JOBS:
a. Turn the records, starting with the line that contains "Practice: put a marker on each instance of the potted" and going on through the end of the records, into a Markdown table with the columns Row and Record line, skipping blank lines.
b. Pick up the post about Sarah Chauncey Woolsey and continue it from where it stops.

TEXT SEGMENT:
The Book, Cat, & Cat Book Lovers Almanac

of historical trivia regarding books, cats, and other animals. Actually this blog has evolved so that it is described better as a blog about cats in history and culture. And we take as a theme the advice of Aldous Huxley: If you want to be a writer, get some cats. Don't forget to see the archived articles linked at the bottom of the page.

January 29, 2016

January 29, 1835


Sarah Chauncey Woolsey (January 29, 1835 to April 9, 1905)  came from a prominent New England family, the Dwights (the ones connected to Yale I assume).  She worked as a nurse during the war but is remembered as an author, who wrote, using the pseudonym of Susan Coolidge, children's books. She wrote also nonfiction; she  edited volumes like, The Diary and Letters of Frances Burney (1880). She did not marry and remained in the family home, which in her maturity was in Newport, Rhode Island.

Susan Coolidge, as her readers knew her, also wrote light verse, and we will quote from her poem about the famous cat of Samuel Johnson's.  We found that text in a periodical of the times, a monthly, which mainly republished articles that first appeared elsewhere. The title
is Literary News, and our text appeared there in 1891. The poem was among essays on books which are interesting for the light cast upon the literary world of more than a century ago.  Here is a brief excerpt from an essay: THE PLAGUE OF BOOKS.  I had to look up the first phrase: 
cacoethes means "an irresistible urge to write something inadvisable."

Location annotation dataset excerpts:
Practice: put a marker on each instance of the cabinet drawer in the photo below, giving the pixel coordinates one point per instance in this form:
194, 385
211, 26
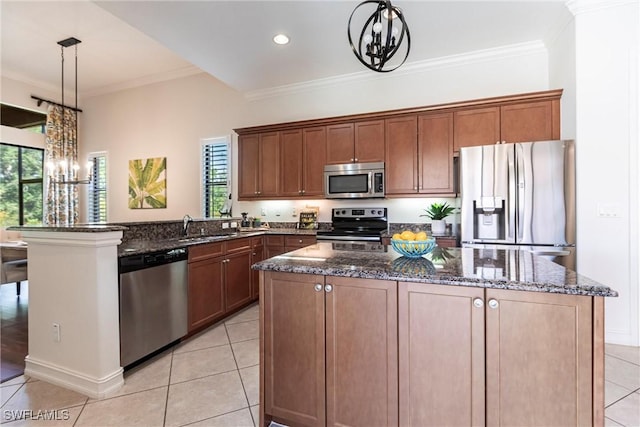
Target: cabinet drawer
277, 240
257, 242
299, 241
209, 250
238, 245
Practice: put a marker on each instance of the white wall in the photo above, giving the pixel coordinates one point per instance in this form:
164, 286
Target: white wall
607, 157
166, 119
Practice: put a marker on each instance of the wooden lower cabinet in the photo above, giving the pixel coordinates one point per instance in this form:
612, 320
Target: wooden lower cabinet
330, 351
206, 292
469, 356
539, 352
441, 355
220, 280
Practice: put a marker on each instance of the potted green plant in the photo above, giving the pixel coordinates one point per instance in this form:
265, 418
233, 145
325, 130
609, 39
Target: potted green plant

FINAL ANSWERS:
a.
| Row | Record line |
|---|---|
| 1 | Practice: put a marker on each instance of the potted green plant in the photo above, giving the pixel coordinates one point per instance in this form: |
| 2 | 265, 418 |
| 3 | 233, 145 |
| 4 | 325, 130 |
| 5 | 609, 39 |
| 6 | Target: potted green plant |

b.
The
cacoethes scribendi has long been known to be a fever and sickness of feeble minds (says Ouida in a recent diatribe); but never did it reach such proportions as now, when the cheapness of print and of paper all the world over, and the ever critical condition of the public intelligence, give it scope for development to an immeasurable degree. In the last century if memoirs had not possessed the excellence of a particular style, as well as of a strong historical interest, it would have been useless to publish tbem. But in these days style in literature is scarcely at all understood by readers, is neither appreciated nor demanded, and therefore the most feeble, ungrammatical, or involved phrasing passes unperceived, or if perceived, uncondemned by the great majority of persons. ".... In these later years of the nineteenth century "everybody writes;" and from the fashionable lady who cannot spell, to the tight-rope dancer who dictates his "Impressions from an Altitude," any one who has had any grain of vanity or shred of adventure embodies his or her ideas or recollections in an article for a periodical or a volume for the circulating libraries. ...


This analysis of contemporary literature was published first in the Boston Beacon. When republished it appeared in some proximity to Coolidge's 


HODGE THE CAT

Burly and big his books among
Good Samuel Johnson sat,
With frowning brows and wig askew,
His snuff-strewn waistcoat far from new;
....

....close beside him, unafraid,
Sat Hodge the cat.


"This participle," the Doctor wrote,
"The modern scholar cavils at,
But "—even as he penned the word
A soft protesting note was heard.
The Doctor fumbled with his pen,
The dawning thought took wings and flew;
The sound repeated came again—
It was a faint reminding " Mew ! '*
From Hodge the cat.


"Poor Pussy !" said the learned man,
Giving the glossy fur a pat,
"It is your dinner-time, I know,
And—well, perhaps I ought to go;
For if Sam every day were sent
Off from his work your fish to buy,
Why—men are men—he might resent,
And starve or kick you on the sly—
Eh! Hodge my cat?"


The Dictionary was laid down—
The Doctor tied his vast cravat,
And down the buzzing street he strode
Taking an often-trodden road,
And halted at a well-known stall;
"Fishmonger," spoke the Doctor, gruff, 
"Give me six oysters—that is all:
Hodge knows when he has had enough—
Hodge is my cat."

Then home: Puss dined, and while in sleep
He chased a visionary rat,
His master sat him down again,
Rewrote his page, renibbed his pen;
.....
He labored on for all to read,
Nor deemed that time was waste or lost
Spent in supplying the small need
Of Hodge the cat.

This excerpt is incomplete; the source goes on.